(SOURCE MATERIAL Opens)
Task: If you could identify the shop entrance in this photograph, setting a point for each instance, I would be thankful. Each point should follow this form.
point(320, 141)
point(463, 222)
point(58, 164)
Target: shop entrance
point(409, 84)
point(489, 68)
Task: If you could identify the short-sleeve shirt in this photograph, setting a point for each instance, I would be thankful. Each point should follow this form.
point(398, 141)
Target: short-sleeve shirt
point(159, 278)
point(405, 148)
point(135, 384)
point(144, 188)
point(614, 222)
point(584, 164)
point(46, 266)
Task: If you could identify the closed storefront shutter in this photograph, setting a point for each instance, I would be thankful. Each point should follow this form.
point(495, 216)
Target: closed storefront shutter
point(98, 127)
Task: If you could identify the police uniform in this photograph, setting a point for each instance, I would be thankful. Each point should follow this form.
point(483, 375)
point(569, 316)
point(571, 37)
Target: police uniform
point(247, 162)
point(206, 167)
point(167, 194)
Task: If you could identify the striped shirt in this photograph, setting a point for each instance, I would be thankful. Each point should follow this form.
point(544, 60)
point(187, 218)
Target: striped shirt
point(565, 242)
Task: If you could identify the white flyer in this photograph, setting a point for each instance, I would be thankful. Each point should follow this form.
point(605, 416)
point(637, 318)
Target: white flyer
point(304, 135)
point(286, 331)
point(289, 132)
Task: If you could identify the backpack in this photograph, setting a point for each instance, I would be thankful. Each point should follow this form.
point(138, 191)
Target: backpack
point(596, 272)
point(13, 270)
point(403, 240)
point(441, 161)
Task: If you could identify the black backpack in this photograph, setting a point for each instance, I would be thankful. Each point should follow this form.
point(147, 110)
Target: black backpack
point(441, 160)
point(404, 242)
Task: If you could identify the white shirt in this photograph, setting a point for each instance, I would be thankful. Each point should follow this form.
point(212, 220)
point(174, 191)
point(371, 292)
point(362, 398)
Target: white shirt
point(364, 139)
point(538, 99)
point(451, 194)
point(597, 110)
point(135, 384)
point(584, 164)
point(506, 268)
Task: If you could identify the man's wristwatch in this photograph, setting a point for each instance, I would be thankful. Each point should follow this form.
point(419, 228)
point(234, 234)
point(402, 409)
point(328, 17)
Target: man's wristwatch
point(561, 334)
(SOURCE MATERIAL Closes)
Everything in the listing should be given again word for word.

* TASK ANSWER *
Task: If you could identify the shop entrance in this photograph, setting a point for each instance, I would be thankful. Each point should follow this form.
point(320, 141)
point(463, 222)
point(58, 164)
Target: shop entrance
point(409, 84)
point(489, 68)
Task: If you could identify the short-sleeve shirt in this photograph, setting a point for each instance, I would be thankful. Each point should follow this form.
point(398, 141)
Target: short-sleeve shirt
point(159, 278)
point(405, 148)
point(135, 384)
point(144, 188)
point(614, 222)
point(584, 164)
point(46, 266)
Task: If you could identify the closed storefront shutter in this photograph, setting a point for each instance, I would be thankful. Each point should follow this form.
point(495, 216)
Target: closed storefront shutter
point(98, 127)
Task: If you could identify the police uniform in this photograph, setting a point for each instance, I would be thankful. Each point should follow this form.
point(483, 375)
point(569, 316)
point(571, 37)
Target: police uniform
point(247, 162)
point(206, 167)
point(167, 194)
Task: If you could identify the striped shirt in this photograph, setting a point for each instance, I would be thankful. Each point should follow this form.
point(544, 60)
point(187, 218)
Target: striped shirt
point(565, 242)
Task: If you could identify the white flyer in this photograph, setting a point for each instance, I would be thankful. Each point should follow this form.
point(605, 416)
point(637, 318)
Target: white flyer
point(304, 135)
point(286, 331)
point(289, 132)
Task: If you could identify the backpack in this photograph, setting a point for each instance, I would be thankful. Each point should follow this form.
point(138, 191)
Target: backpack
point(596, 272)
point(13, 270)
point(403, 240)
point(441, 161)
Task: If you could identify the black backpack in this photograph, setting a point for each instance, I would be thankful. Each point should follow this form.
point(147, 110)
Target: black backpack
point(441, 160)
point(404, 242)
Task: If you could identify the white shirt in this photograph, setting a point for each instance, I would be thankful. Each point should follow this form.
point(212, 220)
point(174, 191)
point(371, 292)
point(362, 398)
Target: white shirt
point(364, 139)
point(538, 99)
point(451, 194)
point(597, 110)
point(135, 384)
point(584, 164)
point(506, 268)
Task: If you could identify the man's wristwatch in this photograph, setting a point for each instance, I would be thankful. Each point should follow this form.
point(419, 228)
point(234, 234)
point(402, 409)
point(328, 17)
Target: man's wristwatch
point(561, 334)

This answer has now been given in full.